» Passage provided:

--------------------

Well, our first suggestion; Never keep all your eggs in one basket.

Why? Because if the basket falls to the ground, all of your eggs will shatter leaving you with nothing. In the same way, we as traders should look to diversify our trades, across both strategies and markets, instead of putting all of our money in one single place. Diversification, if you will.

Now, doing this is proven and it’s increased the chances of survival for many, even during highly volatile market conditions. It’s the reason property investors don’t just own one single property, or why a golf player doesn’t have just one golf club. It’s all about spreading your risk, and opening yourself up to opportunity.

The concept that we want to introduce today is ‘strategy diversification’ and the concept is undoubtedly a key element in managing risk in the financial markets, whether you’re trading stocks, foreign exchange markets, commodities markets, whatever instrument you choose.

Now, you may ask, why do I need to diversify my risk and the strategies I trade? Does that mean I’m going to lose in one market and win in one market, thus making my gains small and my progress slow?

Well, the question is a valid one and an important one. It shows that you understand the big picture, and we’ll answer the question together by introducing another concept called ‘risk diversification’. Risk diversification allows us traders to mitigate the risk of huge losses in case the market suddenly moves against us. To dive deeper, we need to consider combining markets to aid diversity or currency correlation considerations, time-zones issues, timeframe suggestions and which timeframe fits traders best, ok.

So, when deciding which markets to trade, we need to understand the concept of market-correlation. The topic is rather complex but it is very important to understand because this will distinguish you ahead of the majority of other traders out there who either don’t know this, or who ignore it.

So let’s list some examples of market-combinations for you to study.

--------------------

» Records shown:

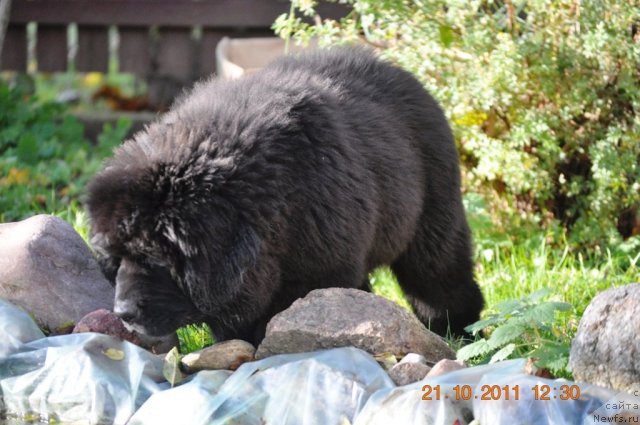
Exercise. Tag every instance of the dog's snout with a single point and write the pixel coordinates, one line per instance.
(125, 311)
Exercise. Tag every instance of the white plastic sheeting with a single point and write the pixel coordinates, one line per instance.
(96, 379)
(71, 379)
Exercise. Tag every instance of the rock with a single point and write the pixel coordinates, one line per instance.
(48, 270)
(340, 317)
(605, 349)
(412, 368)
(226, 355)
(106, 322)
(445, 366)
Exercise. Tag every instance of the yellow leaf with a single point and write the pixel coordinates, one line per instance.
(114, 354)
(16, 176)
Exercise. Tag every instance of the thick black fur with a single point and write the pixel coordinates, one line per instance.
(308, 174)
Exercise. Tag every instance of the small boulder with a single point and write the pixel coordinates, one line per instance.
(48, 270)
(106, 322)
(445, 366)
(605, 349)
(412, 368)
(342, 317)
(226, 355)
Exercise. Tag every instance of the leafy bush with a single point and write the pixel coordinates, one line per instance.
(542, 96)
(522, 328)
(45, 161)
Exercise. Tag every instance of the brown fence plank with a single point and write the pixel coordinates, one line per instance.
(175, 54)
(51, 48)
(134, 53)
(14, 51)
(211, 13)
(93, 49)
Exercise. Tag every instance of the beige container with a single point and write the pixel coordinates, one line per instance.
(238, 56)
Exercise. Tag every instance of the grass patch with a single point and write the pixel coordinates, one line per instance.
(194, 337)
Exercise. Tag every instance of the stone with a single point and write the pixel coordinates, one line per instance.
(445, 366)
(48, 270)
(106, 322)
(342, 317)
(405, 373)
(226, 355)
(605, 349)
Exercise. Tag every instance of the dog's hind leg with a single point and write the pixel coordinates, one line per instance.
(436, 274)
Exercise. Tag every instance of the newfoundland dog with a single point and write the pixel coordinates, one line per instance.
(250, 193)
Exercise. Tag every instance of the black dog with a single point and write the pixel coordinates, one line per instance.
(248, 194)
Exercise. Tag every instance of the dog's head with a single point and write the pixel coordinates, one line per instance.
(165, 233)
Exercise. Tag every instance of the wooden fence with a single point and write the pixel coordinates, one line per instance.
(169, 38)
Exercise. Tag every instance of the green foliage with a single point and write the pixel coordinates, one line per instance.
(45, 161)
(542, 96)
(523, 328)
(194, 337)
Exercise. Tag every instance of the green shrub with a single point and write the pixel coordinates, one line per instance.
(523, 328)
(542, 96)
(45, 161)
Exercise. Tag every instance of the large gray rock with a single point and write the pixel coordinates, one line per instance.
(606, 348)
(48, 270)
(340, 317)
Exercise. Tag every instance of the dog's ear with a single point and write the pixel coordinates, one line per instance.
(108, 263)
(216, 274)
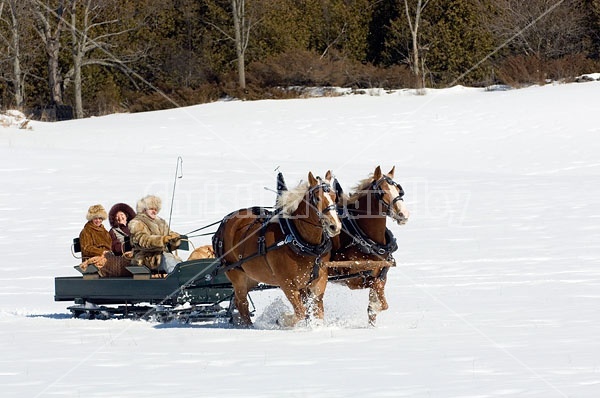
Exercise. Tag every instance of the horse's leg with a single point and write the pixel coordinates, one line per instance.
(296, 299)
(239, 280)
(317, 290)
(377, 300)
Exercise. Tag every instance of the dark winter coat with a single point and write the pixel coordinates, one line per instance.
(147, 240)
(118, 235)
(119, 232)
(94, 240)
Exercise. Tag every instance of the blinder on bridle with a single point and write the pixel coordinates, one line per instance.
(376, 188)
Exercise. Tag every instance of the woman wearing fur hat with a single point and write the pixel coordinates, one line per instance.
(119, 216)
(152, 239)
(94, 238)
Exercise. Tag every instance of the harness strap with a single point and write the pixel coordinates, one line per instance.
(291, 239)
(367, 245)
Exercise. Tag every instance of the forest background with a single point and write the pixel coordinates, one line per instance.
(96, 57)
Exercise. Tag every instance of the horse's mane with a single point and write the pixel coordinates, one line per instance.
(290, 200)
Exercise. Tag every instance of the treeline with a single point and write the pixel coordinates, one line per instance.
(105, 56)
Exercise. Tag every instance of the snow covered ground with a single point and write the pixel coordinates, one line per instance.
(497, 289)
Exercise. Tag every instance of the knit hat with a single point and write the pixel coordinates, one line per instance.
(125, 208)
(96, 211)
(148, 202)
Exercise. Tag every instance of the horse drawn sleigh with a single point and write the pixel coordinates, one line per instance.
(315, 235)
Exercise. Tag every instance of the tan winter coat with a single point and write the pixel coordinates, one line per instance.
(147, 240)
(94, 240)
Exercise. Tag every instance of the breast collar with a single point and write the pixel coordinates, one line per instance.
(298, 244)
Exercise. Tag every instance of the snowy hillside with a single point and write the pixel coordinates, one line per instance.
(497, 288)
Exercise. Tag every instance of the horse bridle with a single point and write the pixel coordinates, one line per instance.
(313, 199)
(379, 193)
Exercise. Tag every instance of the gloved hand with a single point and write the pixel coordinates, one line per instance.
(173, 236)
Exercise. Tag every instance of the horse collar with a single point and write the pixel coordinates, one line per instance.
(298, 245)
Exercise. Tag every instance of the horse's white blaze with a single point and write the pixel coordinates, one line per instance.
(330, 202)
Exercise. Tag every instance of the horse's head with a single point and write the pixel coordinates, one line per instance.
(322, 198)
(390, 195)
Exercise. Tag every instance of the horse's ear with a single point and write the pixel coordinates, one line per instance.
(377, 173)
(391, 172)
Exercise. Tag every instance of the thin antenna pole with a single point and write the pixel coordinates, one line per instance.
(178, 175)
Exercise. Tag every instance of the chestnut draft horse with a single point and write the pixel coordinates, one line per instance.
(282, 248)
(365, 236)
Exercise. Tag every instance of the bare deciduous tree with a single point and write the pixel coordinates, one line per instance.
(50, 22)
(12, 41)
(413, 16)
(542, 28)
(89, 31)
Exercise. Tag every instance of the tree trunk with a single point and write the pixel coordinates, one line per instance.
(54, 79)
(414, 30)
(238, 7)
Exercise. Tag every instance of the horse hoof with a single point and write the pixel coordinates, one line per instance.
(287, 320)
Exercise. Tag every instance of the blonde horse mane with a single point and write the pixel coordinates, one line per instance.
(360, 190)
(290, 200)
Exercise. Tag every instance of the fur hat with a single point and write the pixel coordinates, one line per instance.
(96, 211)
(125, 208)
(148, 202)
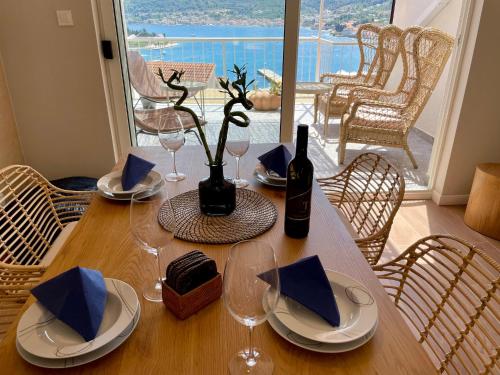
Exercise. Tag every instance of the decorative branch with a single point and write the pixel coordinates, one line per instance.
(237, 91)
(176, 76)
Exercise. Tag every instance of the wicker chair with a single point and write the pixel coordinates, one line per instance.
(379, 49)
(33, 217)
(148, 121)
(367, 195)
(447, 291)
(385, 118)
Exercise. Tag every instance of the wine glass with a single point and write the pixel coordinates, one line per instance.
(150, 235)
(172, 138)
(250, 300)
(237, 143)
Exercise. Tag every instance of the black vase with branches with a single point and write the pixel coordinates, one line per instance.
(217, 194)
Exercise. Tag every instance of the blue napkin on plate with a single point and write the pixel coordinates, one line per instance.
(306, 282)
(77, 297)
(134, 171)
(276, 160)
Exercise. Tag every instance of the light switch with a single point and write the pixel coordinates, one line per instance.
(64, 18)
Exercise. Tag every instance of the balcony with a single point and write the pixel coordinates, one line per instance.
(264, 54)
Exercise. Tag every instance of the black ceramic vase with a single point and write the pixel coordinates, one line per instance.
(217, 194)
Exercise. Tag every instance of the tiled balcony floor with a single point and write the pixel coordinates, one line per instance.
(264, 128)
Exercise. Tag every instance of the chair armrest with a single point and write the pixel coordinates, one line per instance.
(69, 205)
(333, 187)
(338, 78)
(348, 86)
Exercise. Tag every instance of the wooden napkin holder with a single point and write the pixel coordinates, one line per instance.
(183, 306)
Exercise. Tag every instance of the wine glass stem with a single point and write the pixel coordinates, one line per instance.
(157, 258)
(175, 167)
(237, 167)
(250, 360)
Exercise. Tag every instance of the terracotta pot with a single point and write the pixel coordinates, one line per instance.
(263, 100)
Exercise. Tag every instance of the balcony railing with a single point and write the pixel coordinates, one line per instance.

--------------------

» Tasks to carry out:
1. Reproduce the passage on diversification in trading word for word, from "Well, the question" to "who ignore it.".
2. According to the passage on diversification in trading, what does risk diversification allow traders to do?

» Responses to the exercise:
1.
Well, the question is a valid one and an important one. It shows that you understand the big picture, and we’ll answer the question together by introducing another concept called ‘risk diversification’. Risk diversification allows us traders to mitigate the risk of huge losses in case the market suddenly moves against us. To dive deeper, we need to consider combining markets to aid diversity or currency correlation considerations, time-zones issues, timeframe suggestions and which timeframe fits traders best, ok.

So, when deciding which markets to trade, we need to understand the concept of market-correlation. The topic is rather complex but it is very important to understand because this will distinguish you ahead of the majority of other traders out there who either don’t know this, or who ignore it.

2. It allows traders to mitigate the risk of huge losses in case the market suddenly moves against them.